Data to use:
++++++++++

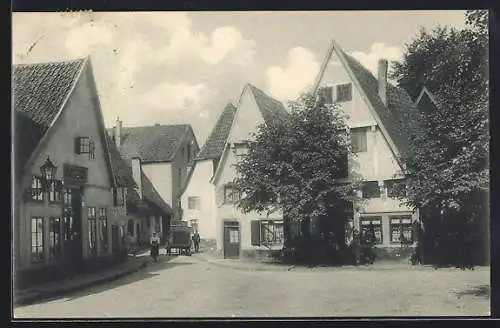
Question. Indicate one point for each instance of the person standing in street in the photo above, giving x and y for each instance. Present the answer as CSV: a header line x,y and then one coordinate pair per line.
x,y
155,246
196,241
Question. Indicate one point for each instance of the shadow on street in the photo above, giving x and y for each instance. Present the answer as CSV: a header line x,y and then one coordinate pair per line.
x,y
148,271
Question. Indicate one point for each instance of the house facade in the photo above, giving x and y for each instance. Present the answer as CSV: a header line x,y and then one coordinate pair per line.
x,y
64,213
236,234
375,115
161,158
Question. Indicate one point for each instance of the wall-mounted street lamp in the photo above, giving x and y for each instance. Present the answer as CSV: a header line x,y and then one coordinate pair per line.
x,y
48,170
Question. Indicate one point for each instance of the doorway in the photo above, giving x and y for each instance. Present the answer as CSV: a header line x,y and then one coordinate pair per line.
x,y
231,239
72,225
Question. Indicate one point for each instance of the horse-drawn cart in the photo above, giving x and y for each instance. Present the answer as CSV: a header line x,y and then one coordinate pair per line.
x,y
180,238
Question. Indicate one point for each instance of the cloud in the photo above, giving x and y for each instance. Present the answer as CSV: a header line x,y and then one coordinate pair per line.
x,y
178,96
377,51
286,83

++++++++++

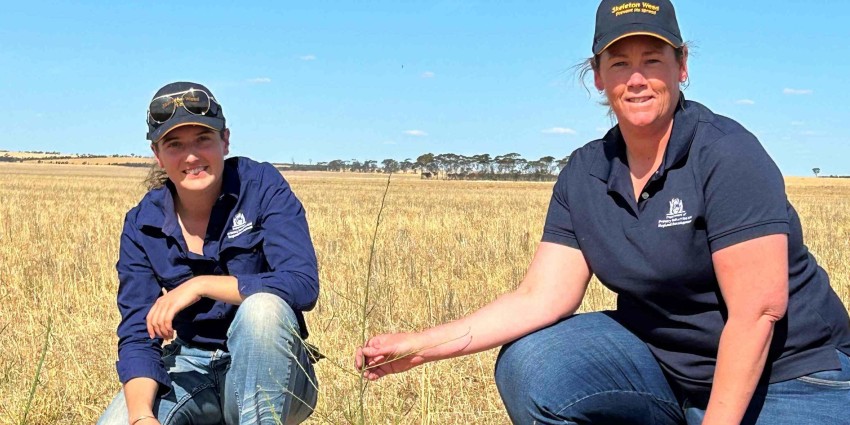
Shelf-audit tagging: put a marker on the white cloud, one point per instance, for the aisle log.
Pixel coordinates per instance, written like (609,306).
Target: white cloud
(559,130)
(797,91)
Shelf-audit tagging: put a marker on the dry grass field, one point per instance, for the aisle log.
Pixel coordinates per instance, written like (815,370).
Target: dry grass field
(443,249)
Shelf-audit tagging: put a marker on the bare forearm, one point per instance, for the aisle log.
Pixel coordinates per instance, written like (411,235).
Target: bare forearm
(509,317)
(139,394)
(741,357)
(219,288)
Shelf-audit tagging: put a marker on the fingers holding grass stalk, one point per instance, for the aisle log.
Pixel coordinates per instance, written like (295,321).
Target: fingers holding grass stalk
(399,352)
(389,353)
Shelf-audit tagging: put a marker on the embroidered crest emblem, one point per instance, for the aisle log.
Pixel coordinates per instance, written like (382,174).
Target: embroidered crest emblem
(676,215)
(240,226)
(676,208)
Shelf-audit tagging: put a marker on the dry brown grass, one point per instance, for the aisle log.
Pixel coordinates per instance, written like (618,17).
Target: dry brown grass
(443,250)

++++++++++

Activity: Find the word "audit" in the records and pull out each line that has it.

Result below:
Shelf-audit tagging: put a marker on the white cloud, one point per instance, for the aisle log.
Shelf-audit tagging: put a marker on the dry grass field, one point per instance, for the aisle log.
Shelf-audit tagging: put a marker on the bare forearm, one point per instance, for the aisle log.
Shelf-audit tagging: put a marker on the fingers holding grass stalk, one point per instance, for the aisle log.
Shelf-audit tagging: put a marker on the embroidered crest emblem, one point per instance, for the aisle log.
Shelf-audit tagging: put a marker on the dry brown grass, one point per instance, for the aisle log.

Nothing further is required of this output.